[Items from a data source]
+===+

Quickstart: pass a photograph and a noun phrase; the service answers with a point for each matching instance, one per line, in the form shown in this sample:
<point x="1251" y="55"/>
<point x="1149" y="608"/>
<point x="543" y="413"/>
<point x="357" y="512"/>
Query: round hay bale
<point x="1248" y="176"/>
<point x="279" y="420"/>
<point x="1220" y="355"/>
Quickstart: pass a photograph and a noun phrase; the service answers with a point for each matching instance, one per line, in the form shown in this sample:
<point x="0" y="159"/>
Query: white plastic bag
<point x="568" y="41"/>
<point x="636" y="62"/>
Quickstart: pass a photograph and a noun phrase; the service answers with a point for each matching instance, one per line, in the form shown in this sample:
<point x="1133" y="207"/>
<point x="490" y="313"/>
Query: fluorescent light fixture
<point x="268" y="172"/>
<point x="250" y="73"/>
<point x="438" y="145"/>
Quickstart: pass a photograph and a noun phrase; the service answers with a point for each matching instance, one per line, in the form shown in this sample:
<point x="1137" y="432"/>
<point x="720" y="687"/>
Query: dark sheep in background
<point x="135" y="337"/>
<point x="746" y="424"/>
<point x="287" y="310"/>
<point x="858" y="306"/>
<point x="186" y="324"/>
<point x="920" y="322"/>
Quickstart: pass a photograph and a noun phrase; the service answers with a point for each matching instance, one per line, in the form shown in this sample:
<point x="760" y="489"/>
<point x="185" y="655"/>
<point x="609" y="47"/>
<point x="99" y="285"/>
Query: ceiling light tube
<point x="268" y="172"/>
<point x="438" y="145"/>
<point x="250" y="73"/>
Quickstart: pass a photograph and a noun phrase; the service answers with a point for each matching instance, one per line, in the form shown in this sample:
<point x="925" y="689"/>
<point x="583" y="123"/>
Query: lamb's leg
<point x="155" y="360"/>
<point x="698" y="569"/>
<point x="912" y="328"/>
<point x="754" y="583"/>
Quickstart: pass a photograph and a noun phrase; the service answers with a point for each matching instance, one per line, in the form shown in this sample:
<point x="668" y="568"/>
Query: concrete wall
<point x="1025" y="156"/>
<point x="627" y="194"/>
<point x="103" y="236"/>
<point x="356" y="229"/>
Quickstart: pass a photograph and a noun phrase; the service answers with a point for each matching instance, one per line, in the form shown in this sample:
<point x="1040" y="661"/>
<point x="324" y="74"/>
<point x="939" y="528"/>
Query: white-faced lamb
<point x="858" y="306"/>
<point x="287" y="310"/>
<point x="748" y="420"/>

+===+

EXERCISE: Every single line of the data above must be set down again exactly.

RESULT OF THE EXERCISE:
Quickstart: pass a photograph and a noun phrase; the service answers with a point for each matching instance, one per line, in the form shown in this sample:
<point x="1251" y="55"/>
<point x="1149" y="608"/>
<point x="543" y="413"/>
<point x="357" y="512"/>
Query: round hay bale
<point x="1248" y="176"/>
<point x="279" y="420"/>
<point x="1220" y="355"/>
Quickstart: pass a photograph and a noun phrase; the service answers with a point for each matching instance, one per line, in the form shown in this sample:
<point x="0" y="159"/>
Query: white plastic bag
<point x="568" y="41"/>
<point x="636" y="62"/>
Quickstart: pass a photograph and a noun phrase; the service answers with a point for each matching instance, one per line, in the form shown in this sample:
<point x="1133" y="207"/>
<point x="490" y="313"/>
Query: fluorescent light fixture
<point x="268" y="172"/>
<point x="250" y="73"/>
<point x="438" y="145"/>
Quickstart: pass a photograph and a noun phrase; the service answers with a point for each matching instance, one per line, in the form shown in this sample:
<point x="1137" y="432"/>
<point x="720" y="687"/>
Query: dark sheep in background
<point x="135" y="337"/>
<point x="746" y="424"/>
<point x="287" y="310"/>
<point x="858" y="306"/>
<point x="186" y="324"/>
<point x="920" y="322"/>
Quickstart: pass a photograph and a noun phrase; the service answers with a point for each matching instance, one per line, in the form shown in this sample:
<point x="760" y="489"/>
<point x="185" y="655"/>
<point x="609" y="47"/>
<point x="99" y="285"/>
Query: ceiling light tube
<point x="268" y="172"/>
<point x="438" y="145"/>
<point x="250" y="73"/>
Quickstart: pass a photograph and a noun phrase; the service answers with a point for each matching instance, one per line, in the form shown in this sample:
<point x="925" y="689"/>
<point x="583" y="123"/>
Query: lamb's leg
<point x="155" y="360"/>
<point x="698" y="569"/>
<point x="912" y="328"/>
<point x="754" y="583"/>
Quickstart: pass a photograph and a noun phrase; the service answers with a point for each matching instance, one per line, in the form shown in this sample:
<point x="668" y="568"/>
Query: concrete wall
<point x="1025" y="156"/>
<point x="627" y="194"/>
<point x="103" y="236"/>
<point x="356" y="229"/>
Quickstart: pass a photograph and a noun phrase; the service answers with a point for each matching instance, one per line, in the form shown in this sample:
<point x="1040" y="661"/>
<point x="324" y="74"/>
<point x="939" y="528"/>
Query: white-faced lamb
<point x="858" y="306"/>
<point x="287" y="310"/>
<point x="748" y="420"/>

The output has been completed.